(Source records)
┏━━
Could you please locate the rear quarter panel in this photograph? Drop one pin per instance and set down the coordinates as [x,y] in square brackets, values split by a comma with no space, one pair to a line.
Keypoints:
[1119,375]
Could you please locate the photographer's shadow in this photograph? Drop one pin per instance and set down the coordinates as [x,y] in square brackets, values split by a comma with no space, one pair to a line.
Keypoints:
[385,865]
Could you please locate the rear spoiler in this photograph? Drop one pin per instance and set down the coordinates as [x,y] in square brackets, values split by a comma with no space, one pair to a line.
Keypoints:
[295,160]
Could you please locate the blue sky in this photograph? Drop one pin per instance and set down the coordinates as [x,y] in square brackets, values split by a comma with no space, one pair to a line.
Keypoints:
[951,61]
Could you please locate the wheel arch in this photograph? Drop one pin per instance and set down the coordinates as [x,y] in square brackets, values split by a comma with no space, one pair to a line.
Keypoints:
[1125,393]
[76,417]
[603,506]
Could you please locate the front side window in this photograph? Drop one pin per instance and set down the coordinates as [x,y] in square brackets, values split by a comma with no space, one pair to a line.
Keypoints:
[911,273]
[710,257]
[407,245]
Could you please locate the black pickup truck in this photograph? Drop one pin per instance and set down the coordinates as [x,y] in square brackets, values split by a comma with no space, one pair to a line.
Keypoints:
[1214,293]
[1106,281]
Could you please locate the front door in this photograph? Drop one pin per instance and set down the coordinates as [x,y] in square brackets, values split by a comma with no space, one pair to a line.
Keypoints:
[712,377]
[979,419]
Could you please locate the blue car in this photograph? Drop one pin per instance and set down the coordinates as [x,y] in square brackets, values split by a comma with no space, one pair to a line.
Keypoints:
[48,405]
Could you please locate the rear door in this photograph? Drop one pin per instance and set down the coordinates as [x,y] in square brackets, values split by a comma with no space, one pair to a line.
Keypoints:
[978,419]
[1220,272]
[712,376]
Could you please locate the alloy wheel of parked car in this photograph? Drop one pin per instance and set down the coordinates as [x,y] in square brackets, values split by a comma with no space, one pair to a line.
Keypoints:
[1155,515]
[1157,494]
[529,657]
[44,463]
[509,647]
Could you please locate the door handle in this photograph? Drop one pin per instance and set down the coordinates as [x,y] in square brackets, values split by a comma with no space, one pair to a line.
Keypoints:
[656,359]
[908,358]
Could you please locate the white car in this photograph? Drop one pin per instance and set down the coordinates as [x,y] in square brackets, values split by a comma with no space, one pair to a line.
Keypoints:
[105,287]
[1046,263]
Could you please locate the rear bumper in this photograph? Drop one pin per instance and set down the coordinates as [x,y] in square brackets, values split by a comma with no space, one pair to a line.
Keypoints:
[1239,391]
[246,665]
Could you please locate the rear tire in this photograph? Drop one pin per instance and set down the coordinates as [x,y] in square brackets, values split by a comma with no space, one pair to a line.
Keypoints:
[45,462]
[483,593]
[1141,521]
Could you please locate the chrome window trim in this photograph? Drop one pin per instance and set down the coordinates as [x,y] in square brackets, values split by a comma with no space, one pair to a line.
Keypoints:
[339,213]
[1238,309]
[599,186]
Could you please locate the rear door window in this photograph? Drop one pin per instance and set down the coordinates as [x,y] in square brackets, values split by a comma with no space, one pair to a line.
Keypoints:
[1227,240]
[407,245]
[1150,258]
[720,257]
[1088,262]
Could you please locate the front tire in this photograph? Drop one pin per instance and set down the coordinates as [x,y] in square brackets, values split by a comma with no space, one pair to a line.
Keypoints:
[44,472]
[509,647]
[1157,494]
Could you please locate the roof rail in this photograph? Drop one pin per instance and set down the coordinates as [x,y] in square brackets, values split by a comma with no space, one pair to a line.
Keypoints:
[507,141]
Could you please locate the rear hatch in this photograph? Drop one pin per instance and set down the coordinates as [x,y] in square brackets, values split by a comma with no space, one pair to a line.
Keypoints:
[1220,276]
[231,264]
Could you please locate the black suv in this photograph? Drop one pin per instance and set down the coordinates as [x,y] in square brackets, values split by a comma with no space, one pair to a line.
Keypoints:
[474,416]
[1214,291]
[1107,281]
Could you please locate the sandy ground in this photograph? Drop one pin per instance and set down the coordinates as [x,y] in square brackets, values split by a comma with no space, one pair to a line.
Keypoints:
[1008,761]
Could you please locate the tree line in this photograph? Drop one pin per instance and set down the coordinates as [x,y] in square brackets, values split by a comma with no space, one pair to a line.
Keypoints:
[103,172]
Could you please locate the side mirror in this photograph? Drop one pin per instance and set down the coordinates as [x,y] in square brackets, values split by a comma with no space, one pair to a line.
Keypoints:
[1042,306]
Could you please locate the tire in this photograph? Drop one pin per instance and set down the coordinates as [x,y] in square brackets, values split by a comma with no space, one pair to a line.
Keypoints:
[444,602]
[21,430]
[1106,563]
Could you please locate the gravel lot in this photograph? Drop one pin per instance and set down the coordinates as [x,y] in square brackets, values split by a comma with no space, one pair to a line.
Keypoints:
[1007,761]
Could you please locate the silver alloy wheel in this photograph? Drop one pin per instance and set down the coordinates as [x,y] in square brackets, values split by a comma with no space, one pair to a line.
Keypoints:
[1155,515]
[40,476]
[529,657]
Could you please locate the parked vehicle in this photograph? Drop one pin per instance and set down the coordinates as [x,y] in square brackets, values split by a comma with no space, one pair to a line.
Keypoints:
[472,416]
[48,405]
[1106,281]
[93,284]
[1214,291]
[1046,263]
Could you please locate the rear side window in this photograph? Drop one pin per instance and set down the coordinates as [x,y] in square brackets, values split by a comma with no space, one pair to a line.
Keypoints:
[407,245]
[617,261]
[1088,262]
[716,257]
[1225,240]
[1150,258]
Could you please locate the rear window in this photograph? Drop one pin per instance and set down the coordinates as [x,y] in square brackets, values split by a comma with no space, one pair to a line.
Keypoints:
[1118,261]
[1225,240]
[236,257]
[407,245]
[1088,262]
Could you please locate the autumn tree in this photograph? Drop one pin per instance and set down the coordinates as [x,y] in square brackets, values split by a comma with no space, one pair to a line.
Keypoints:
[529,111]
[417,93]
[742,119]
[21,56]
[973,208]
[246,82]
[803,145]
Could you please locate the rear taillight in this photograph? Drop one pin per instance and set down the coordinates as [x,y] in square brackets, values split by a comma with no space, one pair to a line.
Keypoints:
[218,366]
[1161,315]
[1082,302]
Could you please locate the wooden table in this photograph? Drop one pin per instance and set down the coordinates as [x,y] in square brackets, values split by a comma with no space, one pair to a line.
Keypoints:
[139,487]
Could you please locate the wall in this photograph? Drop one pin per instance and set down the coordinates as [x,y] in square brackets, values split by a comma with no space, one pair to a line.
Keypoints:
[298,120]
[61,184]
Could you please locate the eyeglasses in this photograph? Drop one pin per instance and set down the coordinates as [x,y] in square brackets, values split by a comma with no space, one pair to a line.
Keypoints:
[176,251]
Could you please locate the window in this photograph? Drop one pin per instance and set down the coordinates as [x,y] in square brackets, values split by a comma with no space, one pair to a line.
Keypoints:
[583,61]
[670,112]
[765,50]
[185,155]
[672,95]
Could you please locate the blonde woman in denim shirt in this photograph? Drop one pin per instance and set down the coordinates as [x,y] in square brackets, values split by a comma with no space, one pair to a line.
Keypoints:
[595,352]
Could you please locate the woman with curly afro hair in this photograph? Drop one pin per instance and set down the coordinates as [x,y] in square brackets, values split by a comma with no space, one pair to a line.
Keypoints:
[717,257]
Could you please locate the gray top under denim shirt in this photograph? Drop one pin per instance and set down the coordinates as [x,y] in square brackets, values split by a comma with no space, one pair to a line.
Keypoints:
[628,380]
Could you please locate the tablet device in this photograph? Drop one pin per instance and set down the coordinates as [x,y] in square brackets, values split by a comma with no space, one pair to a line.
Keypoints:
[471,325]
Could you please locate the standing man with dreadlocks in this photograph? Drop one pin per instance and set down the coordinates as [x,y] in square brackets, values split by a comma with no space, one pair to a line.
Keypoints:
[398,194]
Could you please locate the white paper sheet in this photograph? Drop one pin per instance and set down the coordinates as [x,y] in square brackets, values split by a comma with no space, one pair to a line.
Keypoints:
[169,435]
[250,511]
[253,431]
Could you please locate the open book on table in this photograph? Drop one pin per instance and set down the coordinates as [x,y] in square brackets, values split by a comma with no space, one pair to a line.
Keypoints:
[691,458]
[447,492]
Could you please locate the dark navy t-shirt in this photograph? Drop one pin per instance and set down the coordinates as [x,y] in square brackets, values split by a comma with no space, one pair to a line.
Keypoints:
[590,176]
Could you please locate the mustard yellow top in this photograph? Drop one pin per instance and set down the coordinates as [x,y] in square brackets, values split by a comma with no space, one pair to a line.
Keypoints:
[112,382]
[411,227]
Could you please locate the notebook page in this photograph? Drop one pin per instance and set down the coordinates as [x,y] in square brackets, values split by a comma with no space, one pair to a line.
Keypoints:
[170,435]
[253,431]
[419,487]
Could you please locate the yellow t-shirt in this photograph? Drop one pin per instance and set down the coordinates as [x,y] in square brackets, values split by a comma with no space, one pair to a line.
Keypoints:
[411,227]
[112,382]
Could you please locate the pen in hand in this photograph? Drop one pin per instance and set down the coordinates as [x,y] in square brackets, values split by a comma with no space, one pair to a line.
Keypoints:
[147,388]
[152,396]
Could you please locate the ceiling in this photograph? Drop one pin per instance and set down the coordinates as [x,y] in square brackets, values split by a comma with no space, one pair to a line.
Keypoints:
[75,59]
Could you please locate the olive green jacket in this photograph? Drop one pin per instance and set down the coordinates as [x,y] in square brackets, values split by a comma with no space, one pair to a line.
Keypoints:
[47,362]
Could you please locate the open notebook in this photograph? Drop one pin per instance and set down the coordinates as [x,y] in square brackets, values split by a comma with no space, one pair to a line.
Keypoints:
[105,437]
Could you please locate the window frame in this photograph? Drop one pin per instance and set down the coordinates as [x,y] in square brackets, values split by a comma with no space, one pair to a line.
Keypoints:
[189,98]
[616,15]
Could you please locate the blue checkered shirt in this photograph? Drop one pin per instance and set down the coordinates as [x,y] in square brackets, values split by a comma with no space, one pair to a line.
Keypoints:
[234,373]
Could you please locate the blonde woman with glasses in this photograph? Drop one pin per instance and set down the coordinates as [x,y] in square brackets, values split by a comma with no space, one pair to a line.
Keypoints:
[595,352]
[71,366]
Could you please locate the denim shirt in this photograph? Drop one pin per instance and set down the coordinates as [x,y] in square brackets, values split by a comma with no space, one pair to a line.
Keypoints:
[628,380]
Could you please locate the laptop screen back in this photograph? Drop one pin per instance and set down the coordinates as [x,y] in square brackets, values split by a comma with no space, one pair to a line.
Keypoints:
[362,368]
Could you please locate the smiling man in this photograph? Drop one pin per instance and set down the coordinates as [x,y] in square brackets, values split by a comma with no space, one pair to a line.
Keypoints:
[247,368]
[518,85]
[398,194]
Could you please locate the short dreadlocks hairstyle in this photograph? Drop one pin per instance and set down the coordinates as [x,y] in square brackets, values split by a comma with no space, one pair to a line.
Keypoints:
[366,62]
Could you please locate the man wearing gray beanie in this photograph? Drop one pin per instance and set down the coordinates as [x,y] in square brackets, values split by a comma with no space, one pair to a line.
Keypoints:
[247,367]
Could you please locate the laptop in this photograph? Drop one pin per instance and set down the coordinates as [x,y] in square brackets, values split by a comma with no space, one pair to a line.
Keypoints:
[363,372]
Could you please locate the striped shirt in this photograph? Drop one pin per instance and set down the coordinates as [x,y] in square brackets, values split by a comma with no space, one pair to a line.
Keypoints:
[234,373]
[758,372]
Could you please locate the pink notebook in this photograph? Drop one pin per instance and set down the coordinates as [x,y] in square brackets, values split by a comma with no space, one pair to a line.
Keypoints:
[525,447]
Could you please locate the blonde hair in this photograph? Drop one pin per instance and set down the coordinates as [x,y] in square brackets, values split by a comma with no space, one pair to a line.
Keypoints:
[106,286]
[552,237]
┗━━
• [REQUIREMENTS]: Can you render the records from the line containing "Could you please locate the blonde hair" up to and including the last line as a JSON list of strings, one string per line, leaving out blank lines?

• [SOLUTION FOR THIS EXERCISE]:
[
  "Could you please locate the blonde hair in this photograph? Drop one pin per instance and set down the coordinates as [x,y] in square brackets, values split by a comma with no space, one pair to a line.",
  "Keypoints:",
  "[106,286]",
  "[552,237]"
]